DATA EXTRACT —
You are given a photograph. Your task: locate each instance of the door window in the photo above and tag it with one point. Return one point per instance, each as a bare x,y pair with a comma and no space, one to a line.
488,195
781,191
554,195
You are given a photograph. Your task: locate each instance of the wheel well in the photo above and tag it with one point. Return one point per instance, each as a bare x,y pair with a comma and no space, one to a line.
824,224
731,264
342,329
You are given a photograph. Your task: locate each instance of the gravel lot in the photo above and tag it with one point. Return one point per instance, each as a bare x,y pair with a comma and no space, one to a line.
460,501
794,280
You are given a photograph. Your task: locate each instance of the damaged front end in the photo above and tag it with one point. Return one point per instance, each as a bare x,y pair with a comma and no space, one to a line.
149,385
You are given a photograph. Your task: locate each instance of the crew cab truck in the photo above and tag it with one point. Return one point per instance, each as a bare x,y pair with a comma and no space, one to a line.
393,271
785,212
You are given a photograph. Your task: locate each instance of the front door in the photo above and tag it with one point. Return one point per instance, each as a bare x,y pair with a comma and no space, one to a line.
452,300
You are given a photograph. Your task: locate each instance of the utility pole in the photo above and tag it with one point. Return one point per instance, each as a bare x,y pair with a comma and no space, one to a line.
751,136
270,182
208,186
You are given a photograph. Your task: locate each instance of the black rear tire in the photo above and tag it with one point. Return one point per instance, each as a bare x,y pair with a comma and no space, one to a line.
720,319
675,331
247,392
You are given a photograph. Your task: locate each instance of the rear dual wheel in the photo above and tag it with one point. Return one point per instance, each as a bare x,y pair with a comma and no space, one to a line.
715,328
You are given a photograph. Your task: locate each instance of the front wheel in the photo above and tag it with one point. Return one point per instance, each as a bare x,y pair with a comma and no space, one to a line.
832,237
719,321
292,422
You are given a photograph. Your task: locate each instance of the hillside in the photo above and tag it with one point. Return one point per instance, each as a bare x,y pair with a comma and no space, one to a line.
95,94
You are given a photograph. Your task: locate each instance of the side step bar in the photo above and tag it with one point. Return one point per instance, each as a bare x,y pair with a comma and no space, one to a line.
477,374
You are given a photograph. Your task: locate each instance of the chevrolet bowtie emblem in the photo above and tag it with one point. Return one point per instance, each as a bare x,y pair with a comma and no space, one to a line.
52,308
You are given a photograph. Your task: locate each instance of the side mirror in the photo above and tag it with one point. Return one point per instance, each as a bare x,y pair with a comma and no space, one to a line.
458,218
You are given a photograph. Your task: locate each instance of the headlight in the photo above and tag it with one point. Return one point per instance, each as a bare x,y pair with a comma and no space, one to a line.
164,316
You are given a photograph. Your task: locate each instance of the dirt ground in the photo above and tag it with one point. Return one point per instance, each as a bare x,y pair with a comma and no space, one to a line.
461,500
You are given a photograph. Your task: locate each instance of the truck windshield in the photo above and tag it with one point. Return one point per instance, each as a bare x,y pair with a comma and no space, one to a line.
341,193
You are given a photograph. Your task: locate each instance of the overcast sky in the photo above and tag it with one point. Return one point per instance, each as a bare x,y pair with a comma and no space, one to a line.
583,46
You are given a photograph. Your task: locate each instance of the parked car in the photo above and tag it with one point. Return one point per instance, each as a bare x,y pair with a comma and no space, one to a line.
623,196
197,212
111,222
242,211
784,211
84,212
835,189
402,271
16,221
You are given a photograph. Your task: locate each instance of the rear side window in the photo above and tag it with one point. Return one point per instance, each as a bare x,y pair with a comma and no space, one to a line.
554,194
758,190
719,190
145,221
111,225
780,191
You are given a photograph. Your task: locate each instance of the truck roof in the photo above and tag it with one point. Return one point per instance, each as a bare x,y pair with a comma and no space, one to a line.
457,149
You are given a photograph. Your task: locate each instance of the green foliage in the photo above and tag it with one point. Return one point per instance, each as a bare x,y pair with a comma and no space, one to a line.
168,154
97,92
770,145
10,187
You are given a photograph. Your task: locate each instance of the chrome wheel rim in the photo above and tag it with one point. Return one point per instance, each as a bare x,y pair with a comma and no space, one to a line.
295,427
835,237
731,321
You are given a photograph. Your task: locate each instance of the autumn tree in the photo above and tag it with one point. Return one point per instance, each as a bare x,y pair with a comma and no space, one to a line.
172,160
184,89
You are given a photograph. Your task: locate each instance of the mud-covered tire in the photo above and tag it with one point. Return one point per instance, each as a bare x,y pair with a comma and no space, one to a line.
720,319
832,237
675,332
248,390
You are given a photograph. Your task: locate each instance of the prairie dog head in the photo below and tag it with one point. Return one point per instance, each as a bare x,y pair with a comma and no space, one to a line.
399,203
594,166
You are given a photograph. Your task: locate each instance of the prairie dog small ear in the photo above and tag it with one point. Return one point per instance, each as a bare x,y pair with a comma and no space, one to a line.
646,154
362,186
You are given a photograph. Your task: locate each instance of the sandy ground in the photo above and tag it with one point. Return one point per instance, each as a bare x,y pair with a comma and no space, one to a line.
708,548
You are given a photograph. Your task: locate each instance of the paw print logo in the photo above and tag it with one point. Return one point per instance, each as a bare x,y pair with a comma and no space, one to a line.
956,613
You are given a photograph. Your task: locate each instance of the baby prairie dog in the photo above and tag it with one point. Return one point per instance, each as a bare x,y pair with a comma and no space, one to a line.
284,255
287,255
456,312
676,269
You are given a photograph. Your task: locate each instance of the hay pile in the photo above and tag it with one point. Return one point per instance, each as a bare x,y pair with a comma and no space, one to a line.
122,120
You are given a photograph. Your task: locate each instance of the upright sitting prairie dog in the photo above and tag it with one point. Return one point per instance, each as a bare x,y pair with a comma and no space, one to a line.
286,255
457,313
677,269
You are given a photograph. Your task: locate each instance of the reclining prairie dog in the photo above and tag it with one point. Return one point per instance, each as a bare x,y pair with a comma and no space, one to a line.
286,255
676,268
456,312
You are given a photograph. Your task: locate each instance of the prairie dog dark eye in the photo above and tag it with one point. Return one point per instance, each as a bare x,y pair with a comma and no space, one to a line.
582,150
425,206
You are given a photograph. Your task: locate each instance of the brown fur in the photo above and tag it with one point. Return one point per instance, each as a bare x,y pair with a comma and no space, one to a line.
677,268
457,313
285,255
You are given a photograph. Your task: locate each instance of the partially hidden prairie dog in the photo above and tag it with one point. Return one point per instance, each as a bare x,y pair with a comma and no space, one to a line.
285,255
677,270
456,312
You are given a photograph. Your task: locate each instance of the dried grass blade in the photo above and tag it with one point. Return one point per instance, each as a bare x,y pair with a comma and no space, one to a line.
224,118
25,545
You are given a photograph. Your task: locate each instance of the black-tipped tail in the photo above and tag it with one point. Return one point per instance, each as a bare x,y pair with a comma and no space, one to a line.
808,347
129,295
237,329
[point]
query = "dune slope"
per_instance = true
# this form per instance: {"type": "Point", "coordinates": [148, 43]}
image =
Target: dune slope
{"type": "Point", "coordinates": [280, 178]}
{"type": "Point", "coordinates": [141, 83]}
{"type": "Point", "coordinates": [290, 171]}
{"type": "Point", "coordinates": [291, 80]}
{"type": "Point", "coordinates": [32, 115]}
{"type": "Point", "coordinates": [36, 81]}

INSTRUCTIONS TO FOLLOW — No line may be altered or left out when the data is written out.

EXERCISE OUTPUT —
You are given a photograph. Your task: locate each instance of the door window in the photo above and tag it with one point. Return one point per instance, each as a bare x,y pair with a comma and no space, one to a line.
488,195
781,191
554,195
You are given a photograph. Your task: locate each instance of the wheel well in the photo above and tag it with one point. Return one point per instance, each as a bare x,y pair with a comma and no space, one to a line.
824,224
731,264
342,329
You are given a photograph. Your task: locate each instance of the gravel lot in the photo above and tag it with one point. Return one point per instance, each as a bare x,y pair with a comma and no space, one to a line.
460,501
794,280
You are given a photograph. Your task: locate each instance of the damaged front end in the photo above and tag it with one point. Return one point per instance, each as a bare x,y pair with a comma and no space, one to a line.
149,385
You are given a photograph. Your task: locate each instance of the crew cab truck in the photo above and tag it with one point. Return one point per instance, each as a bare x,y pair with a comma and no space, one to a line.
393,271
785,212
You are given a photograph. Your task: locate each instance of the front door in the photo above and tag it with one point. Return one point per instance, each as a bare x,y pair with a comma and no space, one to a line.
452,300
You are given a photograph. Your task: locate each instance of the utility pole in the photo above and tag it with one point. Return one point per instance, each as a bare x,y pair with a comma and no space, one to a line.
751,136
270,182
208,186
You are given a photograph. Your task: locate each instance of the black rear tire in the photo above and tag it with one point. Return one point per instance, each as a bare x,y pair with a comma and no space, one to a line.
720,319
675,331
247,392
You are given a photograph. Your task: locate each instance of the rear dual wheel in the photo above and tag it with one point. Return one point per instance, each as a bare x,y pair with a comma and no space, one to a line.
715,328
You are given a photograph. Your task: locate each instance of the front wheel in the photo above and tag it with one point. Return one point per instance, each as a bare x,y pair with a comma and no space, one to a line.
832,237
719,321
292,422
You are given a photograph. Your task: locate each instance of the hillside in the photo above and tag it with one point. Return one point per instance, each as a bare x,y pair with a comma and no space, one to a line.
95,94
You are given a photograph. Your task: locate each instance of the side step bar in the photo above and tag it with one point. Return one point per instance, each as a bare x,y pair with a comma and no space, one to a line.
477,374
You are given a photograph. Your task: locate each instance of the chevrolet bowtie emblem in the photo above and tag it with one point. Return one point per instance, each as a bare x,y pair with a comma and no space, one to a line.
52,308
You are given a photograph. Your task: locate each instance of the side mirror in the photo above and tag it with one point. Return one point per instance, each as a bare x,y pair with a comma and no space, one to a line.
458,218
You are given a photograph. Your task: locate each instance of the headlight in the photo above and tag it with one point. Return one point per instance, each as a bare x,y pair with a comma and no space, one to a line.
164,316
You are given a photograph. Your task: locate each instance of the dirt ground in the photo above and tag it with one point. Return one point per instance, each as a bare x,y pair with a comma and no space, one to a line.
461,500
You are given a photograph. Your task: locate each instance of the truck windshield in the photo above and tag it with one point. Return one point per instance, each as a bare x,y pair with a comma and no space, one to a line.
341,193
You are given a photograph. Your task: locate each instance of the overcast sky in the photo above and tag it with one point. Return one point per instance, each as a bare x,y pair with a comma and no space, one to a line.
583,46
You are given a photograph. Your task: locate each instance of the parked car in the photo above and tag it with one point. Return one point per instance, each as a bare x,y pair with a comma and no space, one to a line.
623,196
197,212
111,222
242,211
784,211
84,212
835,189
402,271
16,221
You are given a photograph. Your task: locate each instance of the rear side window in the photo above and tag it with one point. Return one point per instance, each as a bare x,y pair with a comma and no space, one to a line.
554,194
758,190
719,190
145,221
111,225
780,191
You are given a photograph. Your task: locate each instance of the truck roof in the photo above and tag it with one point. Return one point per instance, each as a bare x,y pair with a comma and no space, one to a line.
457,149
You are given a photograph. Your task: locate each instance of the green foliage in the photo above and tag it with one point. Return one point per instance, each as a bare x,y pair with a comma and no space, one to a line.
168,154
97,92
770,145
10,187
You are given a photograph. Your task: locate each instance of the chrome wheel rim in the photo above and tag it with one point. Return one point per instance, each as a bare x,y pair with a comma and no space, one to a line.
295,427
835,237
731,321
You are given a photograph. Your task: locate each instance of the autumn tree in the photo above and tag it with one point. Return one point per instance, each as a bare x,y pair with a comma and no space, one to a line.
172,160
184,89
You are given a photograph. Your task: locate each instance of the mud-covered tire in the photo above and tag it with one point. Return one point per instance, each as a bare x,y pair with a comma and no space, one to a line.
720,319
832,237
675,332
248,390
You are given a photograph. Your task: locate each instance of the prairie dog head in the photo below and tag it with one point. Return one point per instance, each as a bare x,y pair with a comma and no space, one to a line.
399,203
594,166
You are given a photograph. Your task: locate each instance of the prairie dog small ear in the photo above and tag it with one point. Return one point per instance, each as a bare x,y pair with a comma and no space, one to a line.
646,154
362,186
You are given a photograph. Your task: locate each instance of the sandy ground in the photo above and tag it with one point. Return one point per instance, each as a bare x,y pair with a comma and no space, one to a line.
708,548
You are given a photograph. Your task: locate each instance of the paw print logo in the photo above and tag it with one point. Return one point per instance, each as a bare x,y pair with a comma and no space, one to a line.
956,613
You are given a photograph. Your task: locate each instance of the baby prairie dog in the photo above and tag it with one point. Return one point per instance, each as a bare x,y pair with a comma and no space, one to a line.
284,255
287,255
456,312
676,269
You are given a photograph. Your task: locate each instance of the hay pile in the photo above and tag it with one point. Return one point per instance, each as a bare x,y pair with a comma and no space, one to a line.
122,120
You are given a photograph. Your task: locate each instance of the upright sitting prairie dog in the photo above and tag it with one point. Return one point per instance, each as a bare x,y pair with a comma and no space, one to a line.
286,255
457,313
677,269
You are given a photograph. Your task: locate each instance of the reclining prairie dog in the photo above and tag it with one point. Return one point per instance, each as a bare x,y pair with a comma and no space, one to a line.
286,255
676,268
456,312
You are given a photograph. Your task: locate each instance of the prairie dog dark eye in the photo above and tag it with one point. Return one point per instance, each as a bare x,y pair with a comma and no space, one to a line.
582,150
425,206
You are given a photograph. Your task: locate each instance of the brown fur in the photo above and tag it with one point. Return one point per instance, each as a bare x,y pair with a comma and no space, one to a line.
677,268
457,313
285,255
You are given a photograph. Your task: locate each instance of the partially hidden prairie dog in the photo above and tag it with one point. Return one point per instance, each as a bare x,y pair with a comma and no space, one to a line.
285,255
677,270
456,312
You are given a photograph. Your task: locate each instance of the dried grass blade in the photo above and tag it with one point. Return one point per instance, each as a bare x,y pair with a comma and no space, one to a line.
224,118
25,545
You are given a photograph. Your task: locate each instance of the black-tipped tail in the photo above and tag it with one point. Return one point per instance, each as a bare x,y pair with a comma and no space, one to a line.
808,347
129,295
237,329
[point]
query = "dune slope"
per_instance = true
# this form per instance: {"type": "Point", "coordinates": [148, 43]}
image =
Target: dune slope
{"type": "Point", "coordinates": [280, 178]}
{"type": "Point", "coordinates": [141, 83]}
{"type": "Point", "coordinates": [290, 171]}
{"type": "Point", "coordinates": [291, 80]}
{"type": "Point", "coordinates": [32, 115]}
{"type": "Point", "coordinates": [36, 81]}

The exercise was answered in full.